#### Supplied entries:
+===+

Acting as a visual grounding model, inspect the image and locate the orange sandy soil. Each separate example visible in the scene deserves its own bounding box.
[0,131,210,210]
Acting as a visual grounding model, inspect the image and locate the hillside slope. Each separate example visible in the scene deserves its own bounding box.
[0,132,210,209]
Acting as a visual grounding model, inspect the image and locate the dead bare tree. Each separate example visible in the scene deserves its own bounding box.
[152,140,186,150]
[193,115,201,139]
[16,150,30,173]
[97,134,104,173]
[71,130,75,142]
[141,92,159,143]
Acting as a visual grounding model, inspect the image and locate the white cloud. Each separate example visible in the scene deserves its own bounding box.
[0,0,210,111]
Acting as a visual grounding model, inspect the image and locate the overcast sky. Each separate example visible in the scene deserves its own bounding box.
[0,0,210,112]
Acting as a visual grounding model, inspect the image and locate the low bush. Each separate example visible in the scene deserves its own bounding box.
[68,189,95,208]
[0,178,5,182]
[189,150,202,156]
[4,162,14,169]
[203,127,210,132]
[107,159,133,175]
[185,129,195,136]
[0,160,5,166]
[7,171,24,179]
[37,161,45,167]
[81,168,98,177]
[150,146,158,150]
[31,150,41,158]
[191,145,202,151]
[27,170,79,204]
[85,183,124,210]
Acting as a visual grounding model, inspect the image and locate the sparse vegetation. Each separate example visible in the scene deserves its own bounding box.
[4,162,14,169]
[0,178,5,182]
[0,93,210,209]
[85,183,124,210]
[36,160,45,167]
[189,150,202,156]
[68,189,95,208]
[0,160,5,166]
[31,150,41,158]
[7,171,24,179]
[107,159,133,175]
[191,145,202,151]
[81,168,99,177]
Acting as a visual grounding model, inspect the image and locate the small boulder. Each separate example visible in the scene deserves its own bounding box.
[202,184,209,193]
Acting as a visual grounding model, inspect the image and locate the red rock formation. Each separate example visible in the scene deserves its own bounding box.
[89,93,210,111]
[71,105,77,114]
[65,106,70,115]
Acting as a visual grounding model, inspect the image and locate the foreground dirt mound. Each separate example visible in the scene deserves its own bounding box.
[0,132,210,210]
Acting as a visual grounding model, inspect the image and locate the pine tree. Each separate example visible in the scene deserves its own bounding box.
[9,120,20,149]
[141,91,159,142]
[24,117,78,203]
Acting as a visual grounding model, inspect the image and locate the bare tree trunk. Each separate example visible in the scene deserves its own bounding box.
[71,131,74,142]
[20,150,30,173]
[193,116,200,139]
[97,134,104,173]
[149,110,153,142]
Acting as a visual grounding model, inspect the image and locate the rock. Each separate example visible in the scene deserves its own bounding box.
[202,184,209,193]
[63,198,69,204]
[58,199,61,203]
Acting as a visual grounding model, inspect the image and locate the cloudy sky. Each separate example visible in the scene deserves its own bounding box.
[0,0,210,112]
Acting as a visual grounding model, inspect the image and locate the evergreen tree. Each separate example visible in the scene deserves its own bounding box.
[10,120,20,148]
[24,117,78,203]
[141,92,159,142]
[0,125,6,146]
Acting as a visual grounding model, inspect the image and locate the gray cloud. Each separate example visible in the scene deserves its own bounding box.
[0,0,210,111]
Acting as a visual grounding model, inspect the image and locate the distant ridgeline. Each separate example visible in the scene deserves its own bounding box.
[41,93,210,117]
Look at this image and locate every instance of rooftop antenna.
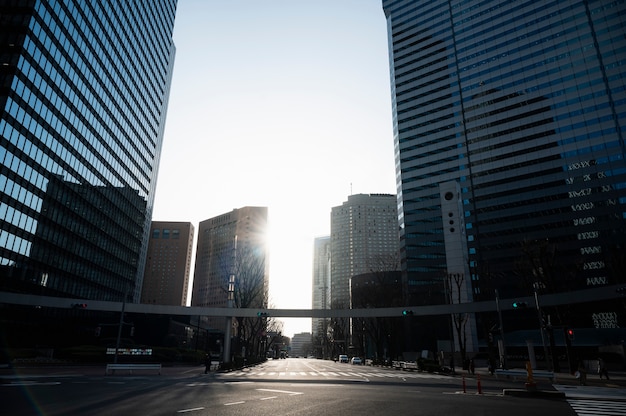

+===+

#### About this task:
Leave the pictures behind and repeat each entry exactly.

#### Your solution:
Acting as a visual grounding model, inspect the image and locate the orange sandy soil. Each separate example visible in the scene deserves its own bounding box.
[0,131,210,210]
Acting as a visual grounding model, inspect the image and locate the hillside slope. Each separate example visible in the scene deserves its own bounding box.
[0,132,210,209]
Acting as a visual grounding model, inspect the image and locate the dead bare tree. Each separate example visible in the scene deserves its own bounding box.
[152,140,186,150]
[193,115,201,139]
[16,150,30,173]
[97,134,104,173]
[71,130,75,142]
[141,92,159,143]
Acting as a visual grounding model, inspect the image and locate the white cloud. Each separate example visible in the scene deserves its own bounding box.
[0,0,210,111]
Acting as a visual grounding model, inspect the image and locate the overcast sky. Each separate example visible in the scene deserves its own bounding box.
[0,0,210,112]
Acting as a visual grounding model, inspect the image and locate the low bush. Each separate example visible in the scene deserves its own bounding box.
[68,189,95,208]
[0,178,5,182]
[189,150,202,156]
[4,162,14,169]
[203,127,210,132]
[107,159,133,175]
[185,129,195,136]
[0,160,5,166]
[7,171,24,179]
[37,161,45,167]
[81,168,98,177]
[150,146,158,150]
[31,150,41,158]
[191,145,202,151]
[27,170,79,204]
[85,183,124,210]
Acting as a visual grounding model, inspect the image and locate the sparse vegetation. Each separate example visible in the scene deserves its own bounding box.
[4,162,14,169]
[0,178,5,182]
[0,93,210,209]
[85,183,124,210]
[36,160,45,167]
[189,150,202,156]
[68,189,95,208]
[0,160,5,166]
[31,150,41,158]
[7,171,24,179]
[107,159,133,175]
[191,145,202,151]
[81,168,99,177]
Acting as a visual grounding model, inspect the image and locate the small boulder. Each separate example visible in the scene deserves its own bounding box.
[202,184,209,193]
Acting as a visual grounding model, inspect the image and locate the red rock formation. Each separate example visible in the scene deserves its own bounding box.
[89,93,210,111]
[71,105,77,114]
[65,106,70,115]
Acting as a visual grounding model, inspect the image and locate the foreground dirt mound. Each separate example visible in the scene deserves its own bounding box.
[0,132,210,210]
Acting as a visual grounding model, inspect the image and locate the pine tree. Each separate example visible in the scene deserves its own bounding box.
[9,120,20,149]
[141,91,159,142]
[24,117,78,203]
Acting as a visual grounding model, inspect the image and locate the bare tree trunk. Each separate example visible in the scene deserves its own bounding box.
[71,131,74,142]
[20,150,30,173]
[193,116,200,139]
[97,134,104,173]
[149,110,153,142]
Acting as a visual grounding model, inspect the image and locate the rock. Each separate example visible in the scene deserves its own bounding box.
[202,184,209,193]
[63,198,69,204]
[58,199,61,203]
Acting as a visual grounding model, inspect the image and locate the cloudy sky. Each separate example visible in the scene deserves its own bounding box.
[0,0,210,112]
Acting as a visual grounding model, inspect the image and locate the evergreen tree. Each separate example visible in the scene deserves its own bounding box.
[10,120,20,148]
[24,117,78,203]
[141,92,159,142]
[0,125,6,146]
Acting as a visual grounding model, inspect the image and locate the gray cloud. Each separate example visible in the scene deserves its own bounding box.
[0,0,210,111]
Acting as a visual grounding model, inspect the image and locate the distant ridgeline. Each separate example visible in the scene deserves its own bounding box.
[41,93,210,117]
Look at this image and locate every instance of rooftop antenna.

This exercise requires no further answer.